> [Requests]
• a. Please answer these questions about the excerpt on ordering accuracy:
(i) What is the maximum number of discordant pairs for the 5-image task?
(ii) According to the excerpt, why was individual performance on the ordinal estimation task relatively indistinguishable for the two participant groups?
(iii) What share of joint-elicitation interface participants induced a perfect ordering for the 6-image task?
• b. From the excerpt on ordering accuracy, return the passage between "Figure 5 plots" and "the independent-elicitation interface.", inclusive.

Next, we analyze how participants performed individually at estimating the correct ordering of the image subsets assigned to them. Individual performance on the ordinal estimation task was relatively indistinguishable for the two participant groups, because this interface was identical for all participants. Hence, the analysis focuses on the individual ordinal estimates induced from each participant’s inputs in the numerical estimation task (i.e., rank(\(\varvec{b}^{\ell }\))). The converted inputs are compared to the ground-truth ordering of the respective image subset seen by a participant by counting their discordant pairs, that is, the total pairs of images where the participant’s ordering is the reverse of the true ordering. A perfectly ordered subset of images yields no discordant pairs, and less accurate orderings result in more discordant pairs. When ordering n images, the maximum number of discordant pairs is \(n(n-1)/2\); hence, there can be at most 1, 3, 10, and 15 discordant pairs, corresponding to the last tick on the x-axis in Fig. 5, for the 2-, 3-, 5-, and 6-image tasks, respectively.

Figure 5 plots individual accuracy for each of the four task sizes and two interfaces via bar graphs; each represents the percentage of participants who attained one of the possible numbers of discordant pairs, which are enumerated along the x-axis. For instance, over 50% of the joint-elicitation interface participants submitted numerical estimates that induced a perfect ordering for the 2-image task (see Fig. 5a) but less than 1% did so for the 6-image task (see Fig. 5g). A similar pattern of decreasing accuracy is evident in the independent-elicitation interface.

> [Extracted material]
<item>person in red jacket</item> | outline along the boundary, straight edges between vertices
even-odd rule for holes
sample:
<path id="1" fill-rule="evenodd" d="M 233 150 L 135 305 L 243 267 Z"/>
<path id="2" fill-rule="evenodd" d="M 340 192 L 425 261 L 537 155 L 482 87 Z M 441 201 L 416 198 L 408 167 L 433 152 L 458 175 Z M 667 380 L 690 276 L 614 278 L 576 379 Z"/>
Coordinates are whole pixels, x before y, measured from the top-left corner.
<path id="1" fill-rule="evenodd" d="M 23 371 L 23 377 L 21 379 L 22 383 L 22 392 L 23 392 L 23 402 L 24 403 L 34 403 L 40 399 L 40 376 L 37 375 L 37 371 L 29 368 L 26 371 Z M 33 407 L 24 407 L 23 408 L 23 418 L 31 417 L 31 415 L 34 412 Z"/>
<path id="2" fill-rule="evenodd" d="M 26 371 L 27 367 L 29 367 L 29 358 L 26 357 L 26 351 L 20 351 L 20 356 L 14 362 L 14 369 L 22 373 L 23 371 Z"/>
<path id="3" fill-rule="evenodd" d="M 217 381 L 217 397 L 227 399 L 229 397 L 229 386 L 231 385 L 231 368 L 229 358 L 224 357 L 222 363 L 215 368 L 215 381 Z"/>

> [Task-by-task outputs]
• a.
(i) 10
(ii) The interface for that task was identical for all participants.
(iii) Less than 1%

• b.
Figure 5 plots individual accuracy for each of the four task sizes and two interfaces via bar graphs; each represents the percentage of participants who attained one of the possible numbers of discordant pairs, which are enumerated along the x-axis. For instance, over 50% of the joint-elicitation interface participants submitted numerical estimates that induced a perfect ordering for the 2-image task (see Fig. 5a) but less than 1% did so for the 6-image task (see Fig. 5g). A similar pattern of decreasing accuracy is evident in the independent-elicitation interface.